Work to be completed: Write the next part of the text on workplace violence against healthcare workers, picking up after its last sentence.

Page text:
▬▬▬▬▬▬

High Risks for Healthcare Workers

Several studies have demonstrated that healthcare workers in hospitals, nursing homes, assisted living communities and other settings are at particularly high risk for workplace violence. Workplace violence can be perpetrated by coworkers and even strangers, but in the case of healthcare workers, “80 percent of serious violent incidents…were caused by interactions with patients.”[1]

According to an OSHA report, “from 2002 to 2013, incidents of serious workplace violence (those requiring days off for the injured worker to recuperate) were four times more common in healthcare than in private industry on average.”[2] Similarly, the American Nurses Association reported that, “21 percent of registered nurses and nursing students reported being physically assaulted—and over 50 percent verbally abused—in a 12-month period”[3] According to the Bureau of Labor Statistics, psychiatric aides are at highest risk for workplace violence within this high risk group: “(f)or psychiatric aides, the rate is 69 times higher than the national rate of violence in the workplace, and for psychiatric technicians it is 38 times higher.”[4]

Workplace violence remains underreported, partially due “to a health care culture that is resistant to the belief that providers are at risk for patient-initiated violence and to a complacency in thinking that violence is “part of the job.”[5] While healthcare workers are often reluctant to report incidents of workplace violence since they feel responsible for their patients, it is important that they report the incidents for several reasons. First, reporting ensures that employers have enough information about incidents to enact safety measures. Second, if a healthcare worker needs treatment, whether physical or psychological, either immediately or down the line, it is important that the employer has been notified of the violent incident. This way the healthcare worker can receive compensation for any lost time and the necessary medical treatment they need.

▬▬▬▬▬▬

(Records from a data collection)
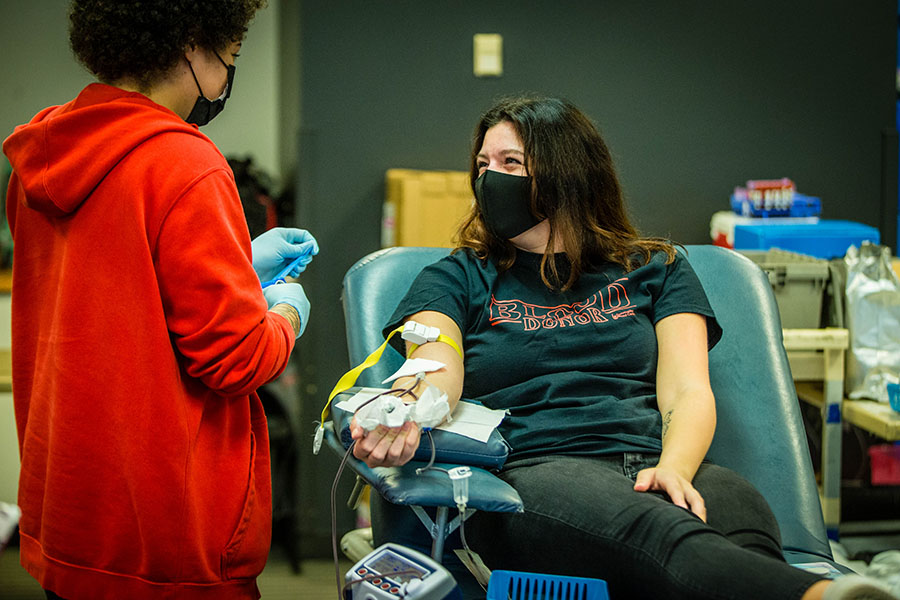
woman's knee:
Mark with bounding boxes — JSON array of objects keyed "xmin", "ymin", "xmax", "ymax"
[{"xmin": 694, "ymin": 464, "xmax": 781, "ymax": 556}]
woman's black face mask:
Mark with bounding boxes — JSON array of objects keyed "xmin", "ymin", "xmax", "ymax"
[
  {"xmin": 475, "ymin": 171, "xmax": 541, "ymax": 240},
  {"xmin": 185, "ymin": 52, "xmax": 235, "ymax": 127}
]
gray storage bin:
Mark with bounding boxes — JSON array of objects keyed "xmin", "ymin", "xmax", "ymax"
[{"xmin": 740, "ymin": 248, "xmax": 829, "ymax": 329}]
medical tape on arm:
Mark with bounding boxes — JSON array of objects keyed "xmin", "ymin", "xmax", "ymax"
[
  {"xmin": 313, "ymin": 321, "xmax": 463, "ymax": 454},
  {"xmin": 400, "ymin": 321, "xmax": 463, "ymax": 359},
  {"xmin": 313, "ymin": 325, "xmax": 403, "ymax": 454}
]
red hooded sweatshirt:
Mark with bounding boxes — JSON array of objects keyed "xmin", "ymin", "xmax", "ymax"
[{"xmin": 3, "ymin": 84, "xmax": 294, "ymax": 600}]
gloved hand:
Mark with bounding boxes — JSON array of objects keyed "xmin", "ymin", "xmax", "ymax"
[
  {"xmin": 251, "ymin": 227, "xmax": 319, "ymax": 281},
  {"xmin": 263, "ymin": 283, "xmax": 309, "ymax": 337}
]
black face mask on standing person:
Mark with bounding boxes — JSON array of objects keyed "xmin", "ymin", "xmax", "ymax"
[
  {"xmin": 185, "ymin": 52, "xmax": 235, "ymax": 127},
  {"xmin": 475, "ymin": 170, "xmax": 541, "ymax": 240}
]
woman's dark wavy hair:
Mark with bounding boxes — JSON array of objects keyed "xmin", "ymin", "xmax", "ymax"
[
  {"xmin": 456, "ymin": 97, "xmax": 675, "ymax": 290},
  {"xmin": 69, "ymin": 0, "xmax": 266, "ymax": 90}
]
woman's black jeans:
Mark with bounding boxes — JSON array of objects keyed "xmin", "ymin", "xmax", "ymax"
[{"xmin": 465, "ymin": 454, "xmax": 821, "ymax": 600}]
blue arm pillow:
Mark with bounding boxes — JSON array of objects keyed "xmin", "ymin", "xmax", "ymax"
[{"xmin": 331, "ymin": 387, "xmax": 509, "ymax": 469}]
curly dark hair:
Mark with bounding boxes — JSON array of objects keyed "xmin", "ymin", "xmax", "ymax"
[
  {"xmin": 456, "ymin": 96, "xmax": 675, "ymax": 290},
  {"xmin": 69, "ymin": 0, "xmax": 266, "ymax": 89}
]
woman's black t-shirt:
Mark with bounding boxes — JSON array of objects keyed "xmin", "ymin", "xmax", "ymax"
[{"xmin": 385, "ymin": 250, "xmax": 722, "ymax": 458}]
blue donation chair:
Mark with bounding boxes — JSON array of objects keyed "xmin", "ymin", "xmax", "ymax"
[{"xmin": 328, "ymin": 245, "xmax": 845, "ymax": 596}]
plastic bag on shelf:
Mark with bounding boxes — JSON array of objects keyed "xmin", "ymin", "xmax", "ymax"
[{"xmin": 844, "ymin": 243, "xmax": 900, "ymax": 403}]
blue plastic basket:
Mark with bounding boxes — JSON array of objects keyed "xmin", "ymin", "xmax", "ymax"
[{"xmin": 487, "ymin": 571, "xmax": 609, "ymax": 600}]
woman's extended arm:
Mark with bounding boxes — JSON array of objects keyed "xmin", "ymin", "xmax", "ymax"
[
  {"xmin": 350, "ymin": 311, "xmax": 463, "ymax": 467},
  {"xmin": 634, "ymin": 313, "xmax": 716, "ymax": 521}
]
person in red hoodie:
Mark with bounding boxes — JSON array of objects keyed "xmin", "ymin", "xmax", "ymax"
[{"xmin": 3, "ymin": 0, "xmax": 318, "ymax": 600}]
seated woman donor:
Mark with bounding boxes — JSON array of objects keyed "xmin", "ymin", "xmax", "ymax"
[{"xmin": 352, "ymin": 98, "xmax": 892, "ymax": 600}]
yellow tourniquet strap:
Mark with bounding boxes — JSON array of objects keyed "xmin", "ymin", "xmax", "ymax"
[
  {"xmin": 319, "ymin": 325, "xmax": 463, "ymax": 428},
  {"xmin": 320, "ymin": 325, "xmax": 403, "ymax": 426},
  {"xmin": 406, "ymin": 333, "xmax": 463, "ymax": 358}
]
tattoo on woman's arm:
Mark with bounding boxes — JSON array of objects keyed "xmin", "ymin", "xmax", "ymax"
[{"xmin": 662, "ymin": 410, "xmax": 674, "ymax": 439}]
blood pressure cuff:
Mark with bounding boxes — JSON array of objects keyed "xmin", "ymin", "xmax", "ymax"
[{"xmin": 331, "ymin": 387, "xmax": 509, "ymax": 469}]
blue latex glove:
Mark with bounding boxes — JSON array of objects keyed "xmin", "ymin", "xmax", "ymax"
[
  {"xmin": 263, "ymin": 283, "xmax": 309, "ymax": 337},
  {"xmin": 251, "ymin": 227, "xmax": 319, "ymax": 281}
]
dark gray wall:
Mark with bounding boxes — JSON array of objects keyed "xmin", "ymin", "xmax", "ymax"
[{"xmin": 298, "ymin": 0, "xmax": 897, "ymax": 547}]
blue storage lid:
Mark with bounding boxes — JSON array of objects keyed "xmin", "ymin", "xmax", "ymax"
[{"xmin": 734, "ymin": 219, "xmax": 881, "ymax": 258}]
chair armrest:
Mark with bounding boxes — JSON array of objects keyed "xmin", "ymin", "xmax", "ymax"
[
  {"xmin": 325, "ymin": 423, "xmax": 524, "ymax": 512},
  {"xmin": 331, "ymin": 387, "xmax": 509, "ymax": 469}
]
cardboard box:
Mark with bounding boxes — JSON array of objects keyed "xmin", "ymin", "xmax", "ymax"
[{"xmin": 381, "ymin": 169, "xmax": 475, "ymax": 248}]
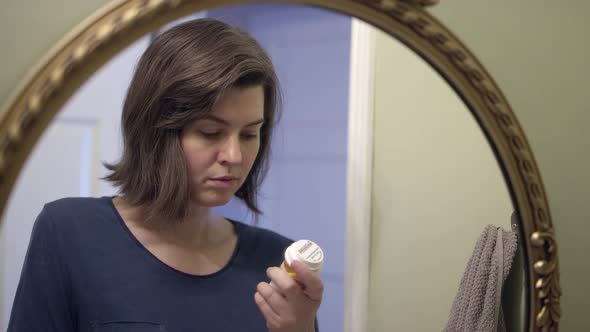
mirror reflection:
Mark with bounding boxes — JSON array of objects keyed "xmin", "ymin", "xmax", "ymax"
[{"xmin": 0, "ymin": 4, "xmax": 524, "ymax": 331}]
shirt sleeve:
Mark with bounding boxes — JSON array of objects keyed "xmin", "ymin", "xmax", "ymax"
[{"xmin": 7, "ymin": 207, "xmax": 75, "ymax": 332}]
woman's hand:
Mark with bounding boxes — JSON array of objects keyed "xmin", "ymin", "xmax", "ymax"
[{"xmin": 254, "ymin": 261, "xmax": 324, "ymax": 332}]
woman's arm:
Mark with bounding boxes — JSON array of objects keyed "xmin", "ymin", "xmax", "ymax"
[{"xmin": 7, "ymin": 208, "xmax": 75, "ymax": 332}]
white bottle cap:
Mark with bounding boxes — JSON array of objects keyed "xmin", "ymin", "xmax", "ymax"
[{"xmin": 285, "ymin": 240, "xmax": 324, "ymax": 272}]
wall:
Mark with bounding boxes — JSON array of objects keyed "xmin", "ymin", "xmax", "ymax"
[
  {"xmin": 369, "ymin": 32, "xmax": 512, "ymax": 331},
  {"xmin": 433, "ymin": 0, "xmax": 590, "ymax": 331},
  {"xmin": 0, "ymin": 0, "xmax": 590, "ymax": 331}
]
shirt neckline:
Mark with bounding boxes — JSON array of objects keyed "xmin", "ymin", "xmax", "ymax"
[{"xmin": 103, "ymin": 196, "xmax": 245, "ymax": 279}]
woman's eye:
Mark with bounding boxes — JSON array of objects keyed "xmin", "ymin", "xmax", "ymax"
[
  {"xmin": 242, "ymin": 133, "xmax": 258, "ymax": 140},
  {"xmin": 201, "ymin": 131, "xmax": 221, "ymax": 138}
]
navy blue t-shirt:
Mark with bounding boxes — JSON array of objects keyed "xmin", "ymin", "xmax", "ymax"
[{"xmin": 8, "ymin": 197, "xmax": 306, "ymax": 332}]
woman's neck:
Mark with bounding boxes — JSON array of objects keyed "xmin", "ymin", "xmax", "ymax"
[{"xmin": 113, "ymin": 197, "xmax": 234, "ymax": 250}]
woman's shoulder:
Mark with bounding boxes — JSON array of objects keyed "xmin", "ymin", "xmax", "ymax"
[
  {"xmin": 232, "ymin": 220, "xmax": 293, "ymax": 251},
  {"xmin": 39, "ymin": 197, "xmax": 114, "ymax": 227}
]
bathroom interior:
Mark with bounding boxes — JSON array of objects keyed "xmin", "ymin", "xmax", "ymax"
[{"xmin": 0, "ymin": 0, "xmax": 590, "ymax": 331}]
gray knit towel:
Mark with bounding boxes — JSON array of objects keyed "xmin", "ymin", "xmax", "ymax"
[{"xmin": 443, "ymin": 225, "xmax": 517, "ymax": 332}]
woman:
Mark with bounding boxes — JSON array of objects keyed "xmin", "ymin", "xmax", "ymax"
[{"xmin": 8, "ymin": 19, "xmax": 323, "ymax": 332}]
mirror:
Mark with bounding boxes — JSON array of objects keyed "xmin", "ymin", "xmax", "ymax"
[{"xmin": 1, "ymin": 4, "xmax": 560, "ymax": 331}]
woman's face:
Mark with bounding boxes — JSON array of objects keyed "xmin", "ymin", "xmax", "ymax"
[{"xmin": 181, "ymin": 86, "xmax": 264, "ymax": 206}]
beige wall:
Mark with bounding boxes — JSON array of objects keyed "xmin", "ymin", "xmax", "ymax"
[
  {"xmin": 0, "ymin": 0, "xmax": 109, "ymax": 106},
  {"xmin": 0, "ymin": 0, "xmax": 590, "ymax": 331},
  {"xmin": 369, "ymin": 29, "xmax": 513, "ymax": 331},
  {"xmin": 433, "ymin": 0, "xmax": 590, "ymax": 331}
]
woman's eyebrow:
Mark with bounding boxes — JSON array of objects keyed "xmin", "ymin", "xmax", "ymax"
[{"xmin": 200, "ymin": 115, "xmax": 264, "ymax": 127}]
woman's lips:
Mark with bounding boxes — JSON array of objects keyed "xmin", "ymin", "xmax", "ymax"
[{"xmin": 211, "ymin": 176, "xmax": 237, "ymax": 189}]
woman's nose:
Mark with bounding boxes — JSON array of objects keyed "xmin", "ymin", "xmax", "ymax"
[{"xmin": 219, "ymin": 136, "xmax": 242, "ymax": 164}]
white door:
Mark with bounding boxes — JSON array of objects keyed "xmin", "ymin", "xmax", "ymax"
[{"xmin": 0, "ymin": 38, "xmax": 149, "ymax": 331}]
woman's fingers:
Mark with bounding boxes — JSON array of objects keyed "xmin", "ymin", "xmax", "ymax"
[
  {"xmin": 256, "ymin": 282, "xmax": 289, "ymax": 317},
  {"xmin": 266, "ymin": 267, "xmax": 303, "ymax": 298},
  {"xmin": 254, "ymin": 292, "xmax": 280, "ymax": 325},
  {"xmin": 291, "ymin": 261, "xmax": 324, "ymax": 301}
]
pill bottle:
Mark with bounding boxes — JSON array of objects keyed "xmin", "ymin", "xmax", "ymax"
[{"xmin": 282, "ymin": 240, "xmax": 324, "ymax": 278}]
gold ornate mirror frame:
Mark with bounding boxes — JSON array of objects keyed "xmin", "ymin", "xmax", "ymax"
[{"xmin": 0, "ymin": 0, "xmax": 561, "ymax": 331}]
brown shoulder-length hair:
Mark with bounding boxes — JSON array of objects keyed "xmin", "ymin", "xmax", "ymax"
[{"xmin": 105, "ymin": 19, "xmax": 280, "ymax": 222}]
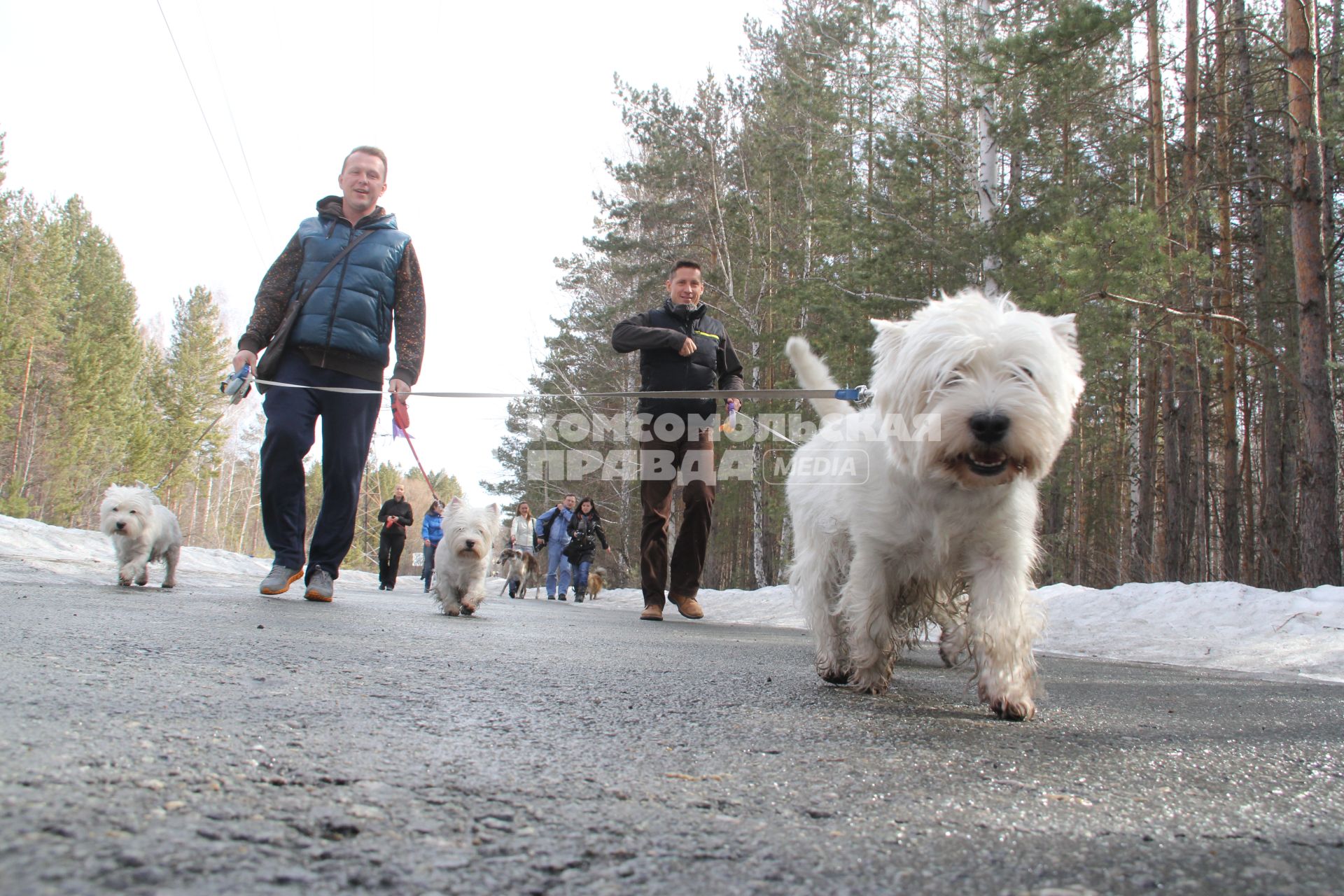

▬▬▬▬▬▬

Exercise result:
If you are a healthcare worker and have a work-related injury or illness, contact the law office of Gilbert, Blaszcyk & Milburn for your free consultation. 



[1] https://www.osha.gov/Publications/OSHA3826.pdf

[2] https://www.osha.gov/Publications/OSHA3826.pdf

[3] American Nurses Association. 2014. American Nurses Association Health Risk Appraisal (HRA): Preliminary Findings October 2013–October 2014.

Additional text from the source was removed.